--- GIVEN PASSAGE Enclosed Below ---
# Bioactive cellulose-nanodiamond (CeND) scaffolds for applications in craniofacial bone tissue regeneration

> **NIH NIH SC1** · UNIVERSITY OF PUERTO RICO RIO PIEDRAS · 2021 · $372,500

## Abstract

PROJECT SUMMARY
The long-term goal of this research is to develop a semi-rigid bioactive scaffold based on cellulose-
nanodiamond (CeND) porous fibers for craniofacial bone tissue regeneration. The bioactive scaffolds will be
prepared in the form of fibers using the electrospining technique. The CeND are modified with growth and
adhesion factors aiming to improve the rate of bone tissue regeneration. We will achieve the overall goal of this
research by pursuing three main specific aims: 1) To formulate bioactive CeND solutions to generate porous
scaffolds; 2) To evaluate the biocompatibility of the bioactive CeND scaffolds in vitro using a bioreactor to
generate 3D tissue models; 3) To determine the osteoinductive capacity of bioactive CeND scaffolds in cranial
defects in rats. We hypothesize that by incorporating osteoinductive growth factors (i.e. BMP-2) along with
adhesion factors (i.e. KSRS and RGD peptides) in CeND-fibered scaffolds, we will be able to enhance the
deposition rate of newly formed mineralized tissue along the scaffold. Once the bioactive scaffolds are
fabricated we will physically, mechanically and biologically characterize the fibers with and without the growth
and adhesion factors. The biological characterization will be performed in-vitro utilizing human mesenchymal
stem cells (MSCs). Specifically, we will use inmmunohistochemical techniques to determine the ability of the
cells to growth, mature, adhere and differentiate when in contact with the bioactive flexible scaffolds. The in-
vitro experiments will be performed in Slow-Turning Lateral Vessel (STLV) bioreactor in order to generate 3D
tissue models over the scaffolds. We expect that this in-vitro technique will allow us to better predict the
performance of the scaffolds in-vivo. We will be able to answer fundamental questions regarding cell-surface
interactions with the goal of proposing a flexible bioactive scaffold with enhanced biomimetic properties. This
work will shed light on the use of semi-rigid scaffolds for craniofacial bone tissue regeneration and repair that is
of utmost importance to tackle medical conditions such as the cleft palate and other craniomaxillofacial
conditions.
--- End of Enclosed GIVEN PASSAGE ---
--- PROVIDED MATERIAL Enclosed Below ---
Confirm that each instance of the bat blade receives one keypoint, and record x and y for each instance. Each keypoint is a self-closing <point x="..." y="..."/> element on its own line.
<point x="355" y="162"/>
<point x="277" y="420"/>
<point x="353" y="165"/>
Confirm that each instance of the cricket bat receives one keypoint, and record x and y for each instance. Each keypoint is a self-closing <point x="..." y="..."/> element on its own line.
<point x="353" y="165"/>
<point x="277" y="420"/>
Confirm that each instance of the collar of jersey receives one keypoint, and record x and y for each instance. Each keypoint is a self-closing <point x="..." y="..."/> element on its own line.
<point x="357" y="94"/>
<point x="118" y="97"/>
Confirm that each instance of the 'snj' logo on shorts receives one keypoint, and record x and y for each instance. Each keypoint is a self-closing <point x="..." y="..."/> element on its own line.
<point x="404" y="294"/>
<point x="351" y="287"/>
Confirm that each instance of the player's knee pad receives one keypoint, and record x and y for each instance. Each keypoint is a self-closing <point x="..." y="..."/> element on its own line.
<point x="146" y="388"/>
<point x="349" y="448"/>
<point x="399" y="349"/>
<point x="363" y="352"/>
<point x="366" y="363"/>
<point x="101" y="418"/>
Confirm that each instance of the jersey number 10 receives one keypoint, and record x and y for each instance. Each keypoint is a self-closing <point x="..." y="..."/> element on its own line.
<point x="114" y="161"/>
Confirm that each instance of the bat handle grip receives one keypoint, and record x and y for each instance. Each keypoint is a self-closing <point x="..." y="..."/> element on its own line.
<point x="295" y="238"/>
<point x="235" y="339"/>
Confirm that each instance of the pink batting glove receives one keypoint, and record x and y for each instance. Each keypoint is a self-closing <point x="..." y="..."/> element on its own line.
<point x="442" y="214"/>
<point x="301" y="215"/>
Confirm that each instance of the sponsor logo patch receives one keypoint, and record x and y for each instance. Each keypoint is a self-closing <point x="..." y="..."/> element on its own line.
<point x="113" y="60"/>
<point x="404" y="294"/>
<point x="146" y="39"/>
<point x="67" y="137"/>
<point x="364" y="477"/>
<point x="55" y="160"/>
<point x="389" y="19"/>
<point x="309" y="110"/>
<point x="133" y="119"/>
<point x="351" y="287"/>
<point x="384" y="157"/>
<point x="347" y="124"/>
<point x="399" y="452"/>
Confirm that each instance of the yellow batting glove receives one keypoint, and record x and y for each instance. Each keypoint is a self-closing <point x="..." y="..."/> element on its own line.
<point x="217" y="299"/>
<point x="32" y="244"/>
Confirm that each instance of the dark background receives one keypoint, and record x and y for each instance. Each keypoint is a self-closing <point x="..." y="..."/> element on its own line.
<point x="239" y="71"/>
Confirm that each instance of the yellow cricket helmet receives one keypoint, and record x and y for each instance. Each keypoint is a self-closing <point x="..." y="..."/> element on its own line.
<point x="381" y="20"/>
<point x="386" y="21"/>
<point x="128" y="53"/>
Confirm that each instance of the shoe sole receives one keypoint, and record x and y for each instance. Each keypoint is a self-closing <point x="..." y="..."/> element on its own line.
--- End of Enclosed PROVIDED MATERIAL ---
> **EXERCISE AIM**
Condense the paragraph of the project summary that begins "The long-term goal of this research" into a bulleted list that keeps its main facts.

> **RESULT OF THIS TASK**
- Goal: develop a semi-rigid bioactive scaffold of porous cellulose-nanodiamond (CeND) fibers for craniofacial bone tissue regeneration.
- Fabrication: fibers made by electrospinning; the CeND is modified with growth and adhesion factors to speed bone regeneration.
- Specific aims:
  1. Formulate bioactive CeND solutions to generate porous scaffolds.
  2. Evaluate the scaffolds' biocompatibility in vitro, using a bioreactor to generate 3D tissue models.
  3. Determine the scaffolds' osteoinductive capacity in cranial defects in rats.
- Hypothesis: adding an osteoinductive growth factor (BMP-2) and adhesion factors (KSRS and RGD peptides) will increase the deposition rate of newly formed mineralized tissue along the scaffold.
- Characterization: fibers with and without the factors will be tested physically, mechanically and biologically.
- Biological testing: human mesenchymal stem cells (MSCs) and immunohistochemical techniques will measure cell growth, maturation, adhesion and differentiation on the scaffolds.
- In vitro setup: a Slow-Turning Lateral Vessel (STLV) bioreactor will build 3D tissue models on the scaffolds, which is expected to better predict in vivo performance.
- Expected impact: answers about cell-surface interactions, a flexible scaffold with enhanced biomimetic properties, and insight into semi-rigid scaffolds for treating cleft palate and other craniomaxillofacial conditions.